> **Aim of the exercise**
Filter these entries so that only lines with the word "wall" remain.

═══ Records shown

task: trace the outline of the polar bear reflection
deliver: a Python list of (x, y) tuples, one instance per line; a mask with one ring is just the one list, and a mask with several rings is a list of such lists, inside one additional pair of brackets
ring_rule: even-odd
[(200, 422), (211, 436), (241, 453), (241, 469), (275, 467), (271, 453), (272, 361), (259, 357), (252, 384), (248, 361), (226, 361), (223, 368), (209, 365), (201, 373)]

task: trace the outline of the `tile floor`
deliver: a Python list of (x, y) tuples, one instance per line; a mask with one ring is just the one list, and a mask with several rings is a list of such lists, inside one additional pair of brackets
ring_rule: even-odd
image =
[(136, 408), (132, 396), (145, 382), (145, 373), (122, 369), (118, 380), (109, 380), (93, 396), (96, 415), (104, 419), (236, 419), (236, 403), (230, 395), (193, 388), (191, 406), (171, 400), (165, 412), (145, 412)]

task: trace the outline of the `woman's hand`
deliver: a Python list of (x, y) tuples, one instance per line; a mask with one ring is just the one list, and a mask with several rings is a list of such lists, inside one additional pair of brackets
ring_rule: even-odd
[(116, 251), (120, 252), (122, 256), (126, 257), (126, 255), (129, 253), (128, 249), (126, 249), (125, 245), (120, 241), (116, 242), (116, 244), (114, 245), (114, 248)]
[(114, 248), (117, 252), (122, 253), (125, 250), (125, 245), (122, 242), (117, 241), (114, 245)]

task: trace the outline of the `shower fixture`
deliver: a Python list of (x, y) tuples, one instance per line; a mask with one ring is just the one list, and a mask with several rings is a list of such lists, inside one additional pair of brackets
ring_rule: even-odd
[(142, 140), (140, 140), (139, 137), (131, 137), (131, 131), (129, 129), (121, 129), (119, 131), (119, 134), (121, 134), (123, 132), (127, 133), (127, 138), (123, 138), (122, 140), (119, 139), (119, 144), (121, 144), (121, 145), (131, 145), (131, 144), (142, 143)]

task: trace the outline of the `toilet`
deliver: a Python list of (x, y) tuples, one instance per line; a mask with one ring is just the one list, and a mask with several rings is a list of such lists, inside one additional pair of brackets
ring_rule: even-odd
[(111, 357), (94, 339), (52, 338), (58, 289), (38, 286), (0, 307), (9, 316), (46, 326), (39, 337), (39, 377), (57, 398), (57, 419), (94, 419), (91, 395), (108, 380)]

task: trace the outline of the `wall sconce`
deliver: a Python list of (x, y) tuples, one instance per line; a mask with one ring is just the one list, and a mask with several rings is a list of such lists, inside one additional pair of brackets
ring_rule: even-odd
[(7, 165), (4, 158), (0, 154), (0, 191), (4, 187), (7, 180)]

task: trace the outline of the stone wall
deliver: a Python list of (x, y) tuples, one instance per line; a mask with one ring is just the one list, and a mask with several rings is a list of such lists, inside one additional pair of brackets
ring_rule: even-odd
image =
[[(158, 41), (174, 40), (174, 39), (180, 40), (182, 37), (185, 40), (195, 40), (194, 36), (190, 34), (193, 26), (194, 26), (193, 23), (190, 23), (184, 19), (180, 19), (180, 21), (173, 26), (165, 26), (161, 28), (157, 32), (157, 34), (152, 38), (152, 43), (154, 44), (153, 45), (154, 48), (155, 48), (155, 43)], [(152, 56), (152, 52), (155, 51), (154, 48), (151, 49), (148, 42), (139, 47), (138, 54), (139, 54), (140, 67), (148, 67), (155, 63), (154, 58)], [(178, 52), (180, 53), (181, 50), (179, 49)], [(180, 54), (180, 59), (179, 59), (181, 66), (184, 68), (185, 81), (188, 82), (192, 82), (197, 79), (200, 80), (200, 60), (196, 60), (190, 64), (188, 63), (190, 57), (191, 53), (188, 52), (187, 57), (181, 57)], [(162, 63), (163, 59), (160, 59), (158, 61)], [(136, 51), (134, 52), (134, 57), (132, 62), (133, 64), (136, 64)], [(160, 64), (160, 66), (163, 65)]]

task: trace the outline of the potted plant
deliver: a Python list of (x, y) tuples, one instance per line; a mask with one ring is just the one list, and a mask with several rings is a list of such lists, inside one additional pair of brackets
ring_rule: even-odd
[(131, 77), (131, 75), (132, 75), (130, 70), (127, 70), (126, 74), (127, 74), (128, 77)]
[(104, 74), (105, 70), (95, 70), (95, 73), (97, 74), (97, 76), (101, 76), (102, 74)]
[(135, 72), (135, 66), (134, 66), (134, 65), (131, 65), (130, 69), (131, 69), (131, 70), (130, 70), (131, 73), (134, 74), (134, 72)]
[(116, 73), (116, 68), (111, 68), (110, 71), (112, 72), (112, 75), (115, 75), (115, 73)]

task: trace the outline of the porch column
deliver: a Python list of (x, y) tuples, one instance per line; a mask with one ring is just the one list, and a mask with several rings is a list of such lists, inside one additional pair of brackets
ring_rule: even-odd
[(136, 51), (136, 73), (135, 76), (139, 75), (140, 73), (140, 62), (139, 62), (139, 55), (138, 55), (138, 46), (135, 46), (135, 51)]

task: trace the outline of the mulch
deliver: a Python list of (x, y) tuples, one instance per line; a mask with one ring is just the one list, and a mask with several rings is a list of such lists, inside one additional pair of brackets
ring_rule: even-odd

══════

> **Task output**
task: trace the outline of the `wall sconce`
task: trace the outline of the stone wall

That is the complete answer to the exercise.